Data items:
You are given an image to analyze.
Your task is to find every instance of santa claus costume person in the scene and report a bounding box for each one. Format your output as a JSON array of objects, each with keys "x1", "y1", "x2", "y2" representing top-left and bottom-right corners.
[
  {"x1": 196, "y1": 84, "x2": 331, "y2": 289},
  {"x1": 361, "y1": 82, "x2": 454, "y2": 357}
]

-- Objective --
Reproduce every line of the data above verbatim, without any alteration.

-- Task solution --
You are given an image to analyze.
Your task is to find every instance of santa claus costume person in the scene and report a bounding box for each one. Format your output as a JSON array of objects, each with keys "x1", "y1", "x2", "y2" representing top-left and bottom-right corners.
[
  {"x1": 196, "y1": 84, "x2": 331, "y2": 289},
  {"x1": 361, "y1": 82, "x2": 454, "y2": 357}
]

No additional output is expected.